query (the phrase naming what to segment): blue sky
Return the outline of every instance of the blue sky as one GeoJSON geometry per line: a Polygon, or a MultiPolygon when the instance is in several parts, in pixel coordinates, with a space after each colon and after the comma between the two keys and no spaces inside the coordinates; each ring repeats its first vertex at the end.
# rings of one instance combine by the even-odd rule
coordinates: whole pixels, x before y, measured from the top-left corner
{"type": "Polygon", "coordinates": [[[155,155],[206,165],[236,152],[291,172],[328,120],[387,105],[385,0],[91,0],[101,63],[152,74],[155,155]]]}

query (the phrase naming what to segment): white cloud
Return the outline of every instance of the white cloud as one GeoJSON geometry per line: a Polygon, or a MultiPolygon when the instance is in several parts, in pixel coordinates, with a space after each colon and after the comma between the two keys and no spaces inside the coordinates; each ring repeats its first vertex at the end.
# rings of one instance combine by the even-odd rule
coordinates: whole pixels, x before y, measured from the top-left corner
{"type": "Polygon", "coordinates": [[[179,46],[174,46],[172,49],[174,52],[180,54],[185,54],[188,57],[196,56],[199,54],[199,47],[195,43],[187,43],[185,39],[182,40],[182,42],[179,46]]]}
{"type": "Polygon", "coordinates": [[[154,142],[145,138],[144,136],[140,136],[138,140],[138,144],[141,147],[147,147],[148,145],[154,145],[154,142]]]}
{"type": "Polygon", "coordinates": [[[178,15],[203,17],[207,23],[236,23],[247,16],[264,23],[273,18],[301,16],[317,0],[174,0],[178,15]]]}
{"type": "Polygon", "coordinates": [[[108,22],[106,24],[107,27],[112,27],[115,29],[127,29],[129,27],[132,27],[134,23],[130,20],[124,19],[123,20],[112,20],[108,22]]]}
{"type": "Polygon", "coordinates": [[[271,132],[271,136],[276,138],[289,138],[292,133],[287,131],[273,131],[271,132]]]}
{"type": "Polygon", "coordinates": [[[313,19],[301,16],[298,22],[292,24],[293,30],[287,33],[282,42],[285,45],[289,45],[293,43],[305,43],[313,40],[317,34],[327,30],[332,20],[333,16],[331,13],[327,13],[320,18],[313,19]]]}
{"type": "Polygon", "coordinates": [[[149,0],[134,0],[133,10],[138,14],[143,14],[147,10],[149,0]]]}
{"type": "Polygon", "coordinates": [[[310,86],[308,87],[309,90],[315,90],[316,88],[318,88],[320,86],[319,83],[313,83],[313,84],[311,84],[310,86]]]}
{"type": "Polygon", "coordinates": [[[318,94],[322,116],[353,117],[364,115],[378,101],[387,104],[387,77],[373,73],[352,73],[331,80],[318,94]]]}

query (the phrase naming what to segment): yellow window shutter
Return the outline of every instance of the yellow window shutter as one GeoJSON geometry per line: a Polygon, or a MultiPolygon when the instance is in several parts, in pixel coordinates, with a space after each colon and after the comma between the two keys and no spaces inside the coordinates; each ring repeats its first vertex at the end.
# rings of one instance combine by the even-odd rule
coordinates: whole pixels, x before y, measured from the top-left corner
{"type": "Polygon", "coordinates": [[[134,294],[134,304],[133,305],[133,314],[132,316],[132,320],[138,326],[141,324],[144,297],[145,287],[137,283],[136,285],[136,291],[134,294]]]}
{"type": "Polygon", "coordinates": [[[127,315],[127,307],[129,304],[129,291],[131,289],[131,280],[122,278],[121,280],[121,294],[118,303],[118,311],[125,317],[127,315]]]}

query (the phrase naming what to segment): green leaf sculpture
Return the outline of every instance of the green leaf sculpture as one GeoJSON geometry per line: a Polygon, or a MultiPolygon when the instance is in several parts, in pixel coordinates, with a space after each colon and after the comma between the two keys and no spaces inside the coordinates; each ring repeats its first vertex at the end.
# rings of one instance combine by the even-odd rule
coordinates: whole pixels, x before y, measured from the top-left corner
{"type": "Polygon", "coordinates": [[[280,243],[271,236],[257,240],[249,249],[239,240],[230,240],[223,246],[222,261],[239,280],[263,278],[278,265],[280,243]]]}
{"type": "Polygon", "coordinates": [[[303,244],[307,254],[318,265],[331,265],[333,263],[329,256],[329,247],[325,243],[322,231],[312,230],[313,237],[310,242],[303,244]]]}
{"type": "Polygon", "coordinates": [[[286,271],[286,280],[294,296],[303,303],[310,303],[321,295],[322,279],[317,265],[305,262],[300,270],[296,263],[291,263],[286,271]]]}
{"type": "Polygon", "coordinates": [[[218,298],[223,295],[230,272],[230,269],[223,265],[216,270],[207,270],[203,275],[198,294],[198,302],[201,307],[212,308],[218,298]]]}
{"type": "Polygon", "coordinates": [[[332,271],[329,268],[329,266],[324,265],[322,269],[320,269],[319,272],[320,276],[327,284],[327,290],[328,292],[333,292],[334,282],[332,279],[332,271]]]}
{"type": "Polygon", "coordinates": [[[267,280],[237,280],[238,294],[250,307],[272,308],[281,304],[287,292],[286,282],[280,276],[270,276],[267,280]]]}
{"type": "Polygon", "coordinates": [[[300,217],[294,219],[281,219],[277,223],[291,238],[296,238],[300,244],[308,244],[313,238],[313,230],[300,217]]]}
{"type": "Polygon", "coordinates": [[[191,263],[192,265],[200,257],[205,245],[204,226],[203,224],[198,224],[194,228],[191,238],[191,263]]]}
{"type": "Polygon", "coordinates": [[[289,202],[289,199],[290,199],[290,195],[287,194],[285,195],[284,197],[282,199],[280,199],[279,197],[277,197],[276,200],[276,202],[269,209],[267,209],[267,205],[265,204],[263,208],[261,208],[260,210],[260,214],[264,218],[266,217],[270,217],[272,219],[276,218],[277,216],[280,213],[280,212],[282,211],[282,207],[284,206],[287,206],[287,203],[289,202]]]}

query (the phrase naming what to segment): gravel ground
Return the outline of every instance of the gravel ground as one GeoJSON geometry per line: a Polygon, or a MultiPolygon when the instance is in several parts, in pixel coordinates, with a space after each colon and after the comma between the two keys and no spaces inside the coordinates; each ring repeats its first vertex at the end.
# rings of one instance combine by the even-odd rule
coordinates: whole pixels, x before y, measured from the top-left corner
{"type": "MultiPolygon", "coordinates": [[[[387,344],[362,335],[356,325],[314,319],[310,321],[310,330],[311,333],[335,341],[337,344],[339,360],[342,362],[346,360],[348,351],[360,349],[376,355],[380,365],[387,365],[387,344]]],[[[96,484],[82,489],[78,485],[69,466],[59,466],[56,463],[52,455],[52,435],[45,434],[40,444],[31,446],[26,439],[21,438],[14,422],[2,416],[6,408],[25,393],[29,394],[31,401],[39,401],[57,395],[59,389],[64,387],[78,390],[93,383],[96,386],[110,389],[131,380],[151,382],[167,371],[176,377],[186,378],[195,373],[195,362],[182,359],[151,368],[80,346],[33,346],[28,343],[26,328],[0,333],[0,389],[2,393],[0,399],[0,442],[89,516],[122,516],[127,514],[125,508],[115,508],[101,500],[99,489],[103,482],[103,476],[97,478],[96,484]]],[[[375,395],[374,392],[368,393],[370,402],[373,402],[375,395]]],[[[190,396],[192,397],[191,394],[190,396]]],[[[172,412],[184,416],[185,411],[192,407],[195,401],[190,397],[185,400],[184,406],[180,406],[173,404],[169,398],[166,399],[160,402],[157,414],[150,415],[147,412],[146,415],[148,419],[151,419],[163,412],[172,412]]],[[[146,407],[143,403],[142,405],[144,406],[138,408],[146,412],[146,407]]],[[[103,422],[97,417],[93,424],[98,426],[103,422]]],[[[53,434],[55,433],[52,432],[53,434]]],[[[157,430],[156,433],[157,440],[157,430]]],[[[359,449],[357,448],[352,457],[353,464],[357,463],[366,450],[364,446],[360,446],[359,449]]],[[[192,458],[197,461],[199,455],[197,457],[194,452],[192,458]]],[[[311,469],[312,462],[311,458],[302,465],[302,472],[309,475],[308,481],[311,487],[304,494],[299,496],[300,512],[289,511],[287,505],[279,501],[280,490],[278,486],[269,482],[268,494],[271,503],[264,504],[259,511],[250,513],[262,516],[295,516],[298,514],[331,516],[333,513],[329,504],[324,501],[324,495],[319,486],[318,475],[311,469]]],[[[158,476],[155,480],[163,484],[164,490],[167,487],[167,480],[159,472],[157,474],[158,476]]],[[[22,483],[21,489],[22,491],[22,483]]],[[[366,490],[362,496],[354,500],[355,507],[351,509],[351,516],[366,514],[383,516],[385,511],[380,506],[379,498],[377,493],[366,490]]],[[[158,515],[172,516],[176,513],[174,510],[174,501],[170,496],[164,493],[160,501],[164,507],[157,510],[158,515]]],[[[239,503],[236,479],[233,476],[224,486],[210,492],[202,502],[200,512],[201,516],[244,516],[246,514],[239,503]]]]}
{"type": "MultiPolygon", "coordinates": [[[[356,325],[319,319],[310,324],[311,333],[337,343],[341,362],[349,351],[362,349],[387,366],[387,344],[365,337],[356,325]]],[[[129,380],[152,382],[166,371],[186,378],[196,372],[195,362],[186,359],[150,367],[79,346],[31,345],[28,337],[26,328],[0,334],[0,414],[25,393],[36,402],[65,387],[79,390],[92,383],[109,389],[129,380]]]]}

══════════

● DO THIS
Rewrite everything from the line containing "query (the phrase naming what to segment): green" down to the line containing "Return the outline of every instance of the green" as a numbered list, omitting any blank lines.

● PROBLEM SOLUTION
1. query (the phrase naming what to segment): green leaf sculpture
2. Return the outline of every instance of the green leaf sculpture as one GeoJSON geometry per line: a Polygon, or a MultiPolygon when the instance is in several parts, in pixel coordinates, with a space after each colon and after the comma between the two keys and no spaces inside the coordinates; each ring repeats its first vertex at the end.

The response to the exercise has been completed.